Exercise materials section start

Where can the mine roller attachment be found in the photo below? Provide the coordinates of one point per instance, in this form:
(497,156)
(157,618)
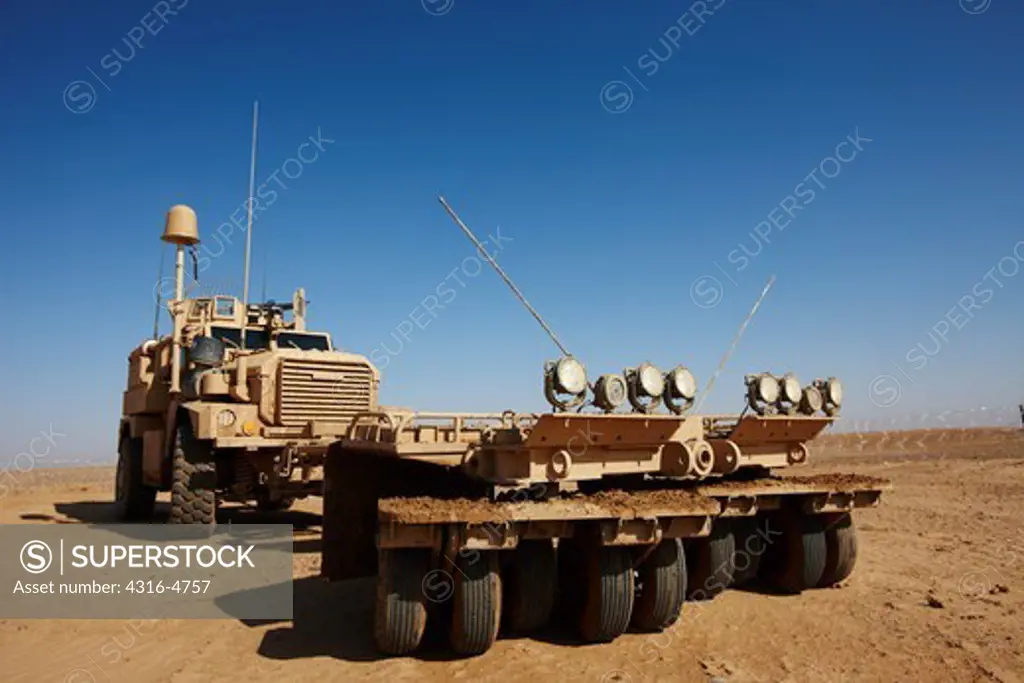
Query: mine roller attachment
(660,587)
(476,606)
(529,582)
(751,544)
(841,549)
(598,586)
(796,561)
(400,615)
(194,475)
(133,500)
(711,562)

Exercise materials section end

* Exercise goal:
Go through the listing above and retype each line exactly, apart from the pictures.

* Exercise result:
Where can the mine roller attachment be found in the photo below? Provide the coordinates of one point per instance, in this form:
(497,156)
(157,618)
Query: mine roller attachment
(660,587)
(476,606)
(529,582)
(751,544)
(841,549)
(598,586)
(796,561)
(400,615)
(194,475)
(133,500)
(711,562)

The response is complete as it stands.